Task details: Report back each line of the data that contains the word "window".

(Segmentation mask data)
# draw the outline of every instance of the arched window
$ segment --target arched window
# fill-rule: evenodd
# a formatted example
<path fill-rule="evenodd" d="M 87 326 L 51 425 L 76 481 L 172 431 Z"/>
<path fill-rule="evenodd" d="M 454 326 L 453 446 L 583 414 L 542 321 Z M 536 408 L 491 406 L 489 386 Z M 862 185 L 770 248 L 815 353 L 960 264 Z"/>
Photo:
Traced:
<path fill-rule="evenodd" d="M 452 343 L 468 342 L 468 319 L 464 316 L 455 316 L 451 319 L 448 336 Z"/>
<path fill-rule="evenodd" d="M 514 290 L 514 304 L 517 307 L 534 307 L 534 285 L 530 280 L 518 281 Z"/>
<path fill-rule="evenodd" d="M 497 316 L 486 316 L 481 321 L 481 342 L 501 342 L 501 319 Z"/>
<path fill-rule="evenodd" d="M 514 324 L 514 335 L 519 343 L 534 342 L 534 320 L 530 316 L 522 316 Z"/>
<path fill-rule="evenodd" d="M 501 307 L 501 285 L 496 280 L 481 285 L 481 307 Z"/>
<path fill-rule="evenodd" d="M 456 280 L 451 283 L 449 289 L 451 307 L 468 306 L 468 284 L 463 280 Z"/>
---
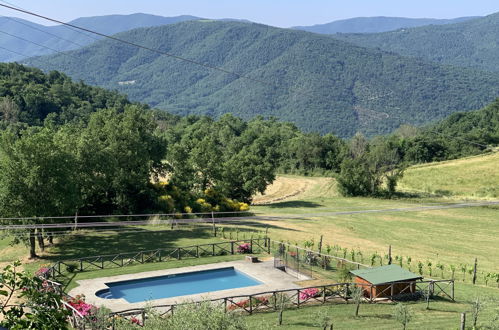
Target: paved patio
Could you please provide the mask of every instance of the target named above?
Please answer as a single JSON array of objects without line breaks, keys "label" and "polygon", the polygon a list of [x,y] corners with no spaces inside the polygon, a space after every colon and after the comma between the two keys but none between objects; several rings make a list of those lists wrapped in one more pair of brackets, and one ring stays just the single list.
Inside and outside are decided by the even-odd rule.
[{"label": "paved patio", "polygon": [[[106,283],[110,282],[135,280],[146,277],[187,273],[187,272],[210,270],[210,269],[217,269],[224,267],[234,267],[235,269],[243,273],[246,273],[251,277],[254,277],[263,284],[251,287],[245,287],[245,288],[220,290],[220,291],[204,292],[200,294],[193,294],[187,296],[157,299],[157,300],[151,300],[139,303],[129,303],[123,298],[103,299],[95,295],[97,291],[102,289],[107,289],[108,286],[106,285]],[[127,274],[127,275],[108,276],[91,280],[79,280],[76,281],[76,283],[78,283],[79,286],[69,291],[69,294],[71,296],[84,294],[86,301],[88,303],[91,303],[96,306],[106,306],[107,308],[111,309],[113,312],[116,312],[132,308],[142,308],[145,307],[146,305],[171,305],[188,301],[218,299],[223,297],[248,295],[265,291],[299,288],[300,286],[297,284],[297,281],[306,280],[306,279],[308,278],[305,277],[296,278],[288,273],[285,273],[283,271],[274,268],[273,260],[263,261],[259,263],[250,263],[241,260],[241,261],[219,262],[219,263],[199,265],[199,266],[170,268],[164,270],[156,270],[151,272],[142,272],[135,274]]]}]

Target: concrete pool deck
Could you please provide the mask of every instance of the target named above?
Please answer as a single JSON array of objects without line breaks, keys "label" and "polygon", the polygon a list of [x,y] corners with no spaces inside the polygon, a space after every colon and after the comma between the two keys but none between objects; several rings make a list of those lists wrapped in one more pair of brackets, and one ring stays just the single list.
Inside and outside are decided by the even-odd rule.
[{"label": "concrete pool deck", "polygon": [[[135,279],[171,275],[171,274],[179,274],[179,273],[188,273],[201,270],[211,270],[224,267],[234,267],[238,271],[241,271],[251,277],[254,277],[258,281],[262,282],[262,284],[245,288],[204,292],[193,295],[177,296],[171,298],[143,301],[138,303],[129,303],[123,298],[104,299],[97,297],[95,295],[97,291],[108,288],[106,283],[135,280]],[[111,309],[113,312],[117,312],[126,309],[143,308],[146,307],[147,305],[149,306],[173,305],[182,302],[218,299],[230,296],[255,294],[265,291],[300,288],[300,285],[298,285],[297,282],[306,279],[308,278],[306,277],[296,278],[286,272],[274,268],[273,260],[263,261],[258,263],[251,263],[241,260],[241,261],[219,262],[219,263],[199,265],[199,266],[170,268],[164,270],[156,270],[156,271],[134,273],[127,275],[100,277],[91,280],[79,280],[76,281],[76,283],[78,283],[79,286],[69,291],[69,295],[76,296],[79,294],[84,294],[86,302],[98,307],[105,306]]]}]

Response to this task:
# draw the outline of every instance of the arched window
$ segment --target arched window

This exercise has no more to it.